# Awesome Trout Bite



## Sequoiha (Sep 28, 2007)

I finally had a chance to go fishing with my friend Capt. John Rivers on the Mega Bite, and what a trip we had. This was by far the best inshore trip i have ever been on, and he said it was in his Top 3 Ever...























Launched at 17th at 0530 and went to an undisclosed location north of the launch,, fished for about 30 minutes in the dark and didnt even get a hit, so we picked up and went a little further north and east, found a little flat and started throwing a lipless crank bait, and hooked up on the first cast, we ended up catching over 60 trout, 2 reds, tons of lady fish and a hand size jack cravelle, the crazy thing is all the trout except 4 or 5 were over 18 inches, and a bunch were 21, Kept 10 nice ones for the dinner table, Banner trip, thanks Capt. John, made for great thursday..


----------



## Tobiwan (Apr 27, 2012)

Nice...tons of fun


----------



## dthomas142 (Jul 18, 2011)

Good job fellas, sounds like a great dinner! Hoping for somthing similar tomorrow am!

_Request 1_: Rename "keypoint" to "marker" in the records, giving everything from the line containing "[point] at the building" down to the end of the records again with no other change.

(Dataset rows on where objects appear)
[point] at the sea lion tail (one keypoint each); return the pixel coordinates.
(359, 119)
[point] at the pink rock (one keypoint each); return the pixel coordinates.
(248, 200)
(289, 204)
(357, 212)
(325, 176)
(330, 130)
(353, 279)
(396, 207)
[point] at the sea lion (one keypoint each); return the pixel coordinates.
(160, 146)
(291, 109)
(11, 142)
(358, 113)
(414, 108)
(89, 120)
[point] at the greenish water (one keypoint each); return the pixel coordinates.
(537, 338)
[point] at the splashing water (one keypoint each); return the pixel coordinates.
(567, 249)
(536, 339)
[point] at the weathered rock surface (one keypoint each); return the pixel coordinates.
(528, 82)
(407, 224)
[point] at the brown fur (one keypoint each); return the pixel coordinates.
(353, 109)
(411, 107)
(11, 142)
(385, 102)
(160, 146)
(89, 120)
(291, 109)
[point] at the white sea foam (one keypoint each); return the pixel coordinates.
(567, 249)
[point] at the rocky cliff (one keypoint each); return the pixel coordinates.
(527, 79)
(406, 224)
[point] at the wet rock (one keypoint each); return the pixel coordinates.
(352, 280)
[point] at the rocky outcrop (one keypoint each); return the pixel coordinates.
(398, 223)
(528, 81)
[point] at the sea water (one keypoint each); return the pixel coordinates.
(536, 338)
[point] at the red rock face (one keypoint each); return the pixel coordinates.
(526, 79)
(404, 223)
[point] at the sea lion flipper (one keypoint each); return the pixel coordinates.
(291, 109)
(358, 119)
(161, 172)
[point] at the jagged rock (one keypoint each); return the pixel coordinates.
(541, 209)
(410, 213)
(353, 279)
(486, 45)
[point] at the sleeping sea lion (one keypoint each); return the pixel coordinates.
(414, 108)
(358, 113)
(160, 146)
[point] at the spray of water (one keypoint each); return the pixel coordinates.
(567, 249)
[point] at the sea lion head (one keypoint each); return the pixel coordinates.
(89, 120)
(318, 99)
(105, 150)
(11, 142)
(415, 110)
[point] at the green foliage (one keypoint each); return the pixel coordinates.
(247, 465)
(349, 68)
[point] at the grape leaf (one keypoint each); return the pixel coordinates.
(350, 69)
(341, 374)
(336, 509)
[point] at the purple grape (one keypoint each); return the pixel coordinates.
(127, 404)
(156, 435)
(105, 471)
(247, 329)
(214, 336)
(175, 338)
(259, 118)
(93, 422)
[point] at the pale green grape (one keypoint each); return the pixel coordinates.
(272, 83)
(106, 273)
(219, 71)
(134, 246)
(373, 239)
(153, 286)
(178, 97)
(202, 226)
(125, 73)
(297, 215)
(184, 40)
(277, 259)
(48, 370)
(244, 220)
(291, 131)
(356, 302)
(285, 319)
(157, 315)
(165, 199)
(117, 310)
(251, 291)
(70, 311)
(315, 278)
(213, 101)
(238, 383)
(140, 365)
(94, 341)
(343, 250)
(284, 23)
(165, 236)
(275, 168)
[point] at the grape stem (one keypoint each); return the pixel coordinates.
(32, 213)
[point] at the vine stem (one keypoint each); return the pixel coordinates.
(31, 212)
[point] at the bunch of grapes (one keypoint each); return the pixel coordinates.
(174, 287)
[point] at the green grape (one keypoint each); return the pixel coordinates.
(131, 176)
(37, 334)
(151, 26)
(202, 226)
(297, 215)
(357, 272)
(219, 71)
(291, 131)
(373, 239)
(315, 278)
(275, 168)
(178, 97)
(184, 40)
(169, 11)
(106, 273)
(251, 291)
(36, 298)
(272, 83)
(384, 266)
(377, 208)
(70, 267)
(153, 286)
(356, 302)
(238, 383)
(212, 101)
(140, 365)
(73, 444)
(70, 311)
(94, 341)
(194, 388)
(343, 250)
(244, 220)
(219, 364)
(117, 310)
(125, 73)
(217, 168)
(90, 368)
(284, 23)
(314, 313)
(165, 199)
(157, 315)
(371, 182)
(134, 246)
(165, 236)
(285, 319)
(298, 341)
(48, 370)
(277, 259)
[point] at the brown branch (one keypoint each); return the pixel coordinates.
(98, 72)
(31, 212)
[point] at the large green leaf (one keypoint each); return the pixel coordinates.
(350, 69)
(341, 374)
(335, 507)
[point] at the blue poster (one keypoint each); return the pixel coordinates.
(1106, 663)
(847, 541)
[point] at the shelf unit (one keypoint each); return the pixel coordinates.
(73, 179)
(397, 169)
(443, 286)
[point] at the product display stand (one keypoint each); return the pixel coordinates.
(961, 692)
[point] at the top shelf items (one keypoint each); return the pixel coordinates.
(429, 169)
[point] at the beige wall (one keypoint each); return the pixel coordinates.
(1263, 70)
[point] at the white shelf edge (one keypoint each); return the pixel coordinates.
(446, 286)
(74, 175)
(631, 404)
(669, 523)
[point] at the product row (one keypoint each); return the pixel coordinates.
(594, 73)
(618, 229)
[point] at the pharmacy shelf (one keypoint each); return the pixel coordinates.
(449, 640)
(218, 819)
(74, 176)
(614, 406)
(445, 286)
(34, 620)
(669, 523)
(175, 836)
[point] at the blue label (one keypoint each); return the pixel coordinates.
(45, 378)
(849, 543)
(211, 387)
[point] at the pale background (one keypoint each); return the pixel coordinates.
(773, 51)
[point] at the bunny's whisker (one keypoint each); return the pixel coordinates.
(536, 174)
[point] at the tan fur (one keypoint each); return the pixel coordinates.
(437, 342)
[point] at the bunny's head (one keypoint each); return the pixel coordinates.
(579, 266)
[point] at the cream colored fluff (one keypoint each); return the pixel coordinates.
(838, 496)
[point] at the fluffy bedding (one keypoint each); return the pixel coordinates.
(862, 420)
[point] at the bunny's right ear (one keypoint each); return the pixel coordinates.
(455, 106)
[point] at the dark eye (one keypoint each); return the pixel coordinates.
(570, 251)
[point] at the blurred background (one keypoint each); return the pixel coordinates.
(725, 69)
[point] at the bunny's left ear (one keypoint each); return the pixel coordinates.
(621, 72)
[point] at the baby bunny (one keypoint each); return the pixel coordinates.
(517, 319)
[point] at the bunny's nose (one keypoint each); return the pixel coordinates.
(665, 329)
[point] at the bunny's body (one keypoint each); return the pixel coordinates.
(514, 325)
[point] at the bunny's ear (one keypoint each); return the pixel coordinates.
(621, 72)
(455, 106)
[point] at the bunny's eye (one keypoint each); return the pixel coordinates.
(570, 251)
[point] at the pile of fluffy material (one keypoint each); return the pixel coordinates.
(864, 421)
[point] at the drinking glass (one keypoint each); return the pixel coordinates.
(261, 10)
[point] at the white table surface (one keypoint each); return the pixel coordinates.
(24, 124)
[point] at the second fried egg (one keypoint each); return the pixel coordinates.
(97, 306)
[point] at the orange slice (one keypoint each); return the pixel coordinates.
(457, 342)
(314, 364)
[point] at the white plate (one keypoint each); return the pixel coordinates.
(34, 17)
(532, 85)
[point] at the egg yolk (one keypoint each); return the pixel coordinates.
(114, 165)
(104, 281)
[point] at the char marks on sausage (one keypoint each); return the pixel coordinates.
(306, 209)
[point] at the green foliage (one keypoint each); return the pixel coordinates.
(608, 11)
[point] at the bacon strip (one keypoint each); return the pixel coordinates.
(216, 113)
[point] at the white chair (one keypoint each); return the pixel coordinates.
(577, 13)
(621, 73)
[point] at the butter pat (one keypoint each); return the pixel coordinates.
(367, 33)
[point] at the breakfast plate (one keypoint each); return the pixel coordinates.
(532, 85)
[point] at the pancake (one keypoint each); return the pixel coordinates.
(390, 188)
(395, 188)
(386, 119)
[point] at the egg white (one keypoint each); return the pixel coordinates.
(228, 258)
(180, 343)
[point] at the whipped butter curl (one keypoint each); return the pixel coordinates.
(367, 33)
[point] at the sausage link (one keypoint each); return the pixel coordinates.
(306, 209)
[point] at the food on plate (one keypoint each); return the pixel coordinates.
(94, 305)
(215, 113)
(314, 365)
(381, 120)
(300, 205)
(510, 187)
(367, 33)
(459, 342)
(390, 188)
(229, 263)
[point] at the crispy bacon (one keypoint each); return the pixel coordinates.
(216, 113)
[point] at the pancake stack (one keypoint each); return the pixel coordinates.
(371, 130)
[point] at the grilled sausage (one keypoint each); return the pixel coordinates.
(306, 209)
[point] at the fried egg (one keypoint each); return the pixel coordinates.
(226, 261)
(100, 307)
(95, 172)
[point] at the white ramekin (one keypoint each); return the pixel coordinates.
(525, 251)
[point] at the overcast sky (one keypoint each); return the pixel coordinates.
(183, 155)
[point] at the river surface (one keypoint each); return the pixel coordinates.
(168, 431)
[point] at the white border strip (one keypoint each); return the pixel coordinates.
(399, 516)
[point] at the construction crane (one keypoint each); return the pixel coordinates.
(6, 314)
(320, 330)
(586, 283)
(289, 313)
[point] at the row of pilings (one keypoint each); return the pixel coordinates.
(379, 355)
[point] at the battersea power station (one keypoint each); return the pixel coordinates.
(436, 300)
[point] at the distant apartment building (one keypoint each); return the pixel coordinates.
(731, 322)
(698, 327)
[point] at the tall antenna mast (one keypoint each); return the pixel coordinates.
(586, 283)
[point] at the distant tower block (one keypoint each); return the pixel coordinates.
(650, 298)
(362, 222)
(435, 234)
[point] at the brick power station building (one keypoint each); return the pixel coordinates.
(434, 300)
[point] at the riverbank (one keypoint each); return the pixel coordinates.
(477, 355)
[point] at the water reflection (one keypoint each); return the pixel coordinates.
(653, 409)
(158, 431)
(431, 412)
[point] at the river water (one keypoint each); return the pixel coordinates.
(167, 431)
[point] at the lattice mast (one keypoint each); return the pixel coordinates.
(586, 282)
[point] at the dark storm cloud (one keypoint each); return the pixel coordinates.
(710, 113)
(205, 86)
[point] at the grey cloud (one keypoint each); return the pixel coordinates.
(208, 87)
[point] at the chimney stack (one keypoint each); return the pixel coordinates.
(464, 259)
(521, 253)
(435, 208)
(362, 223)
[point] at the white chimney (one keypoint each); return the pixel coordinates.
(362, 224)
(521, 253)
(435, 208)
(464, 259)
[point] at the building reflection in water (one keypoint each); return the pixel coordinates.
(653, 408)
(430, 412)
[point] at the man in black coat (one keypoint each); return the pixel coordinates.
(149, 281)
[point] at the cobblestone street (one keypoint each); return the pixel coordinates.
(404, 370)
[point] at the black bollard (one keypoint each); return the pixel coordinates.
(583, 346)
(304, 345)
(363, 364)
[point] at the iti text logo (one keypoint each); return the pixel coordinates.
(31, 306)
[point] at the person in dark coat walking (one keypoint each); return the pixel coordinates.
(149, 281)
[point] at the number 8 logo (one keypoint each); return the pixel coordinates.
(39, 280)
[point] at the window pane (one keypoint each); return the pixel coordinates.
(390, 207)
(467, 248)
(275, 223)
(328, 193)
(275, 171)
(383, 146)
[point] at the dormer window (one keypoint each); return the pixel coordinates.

_Request 2_: Copy everything from "## Sequoiha (Sep" down to "Top 3 Ever..." in the trout fishing thread word for word.

_Task result 1_:
[point] at the building reflection in water (one marker each); return the pixel coordinates.
(653, 408)
(430, 412)
[point] at the man in black coat (one marker each); return the pixel coordinates.
(149, 281)
[point] at the cobblestone street (one marker each); return the pixel coordinates.
(404, 370)
[point] at the black bollard (one marker each); return the pixel coordinates.
(583, 346)
(304, 345)
(363, 364)
[point] at the iti text logo (one marker each); return the pixel coordinates.
(31, 306)
[point] at the person in dark coat walking (one marker each); return the pixel coordinates.
(149, 281)
[point] at the number 8 logo (one marker each); return the pixel coordinates.
(39, 280)
[point] at the window pane (one marker each); return the pixel coordinates.
(390, 207)
(467, 248)
(275, 223)
(328, 193)
(275, 171)
(383, 146)
[point] at the dormer window (one marker each); return the pixel coordinates.

_Task result 2_:
## Sequoiha (Sep 28, 2007)

I finally had a chance to go fishing with my friend Capt. John Rivers on the Mega Bite, and what a trip we had. This was by far the best inshore trip i have ever been on, and he said it was in his Top 3 Ever...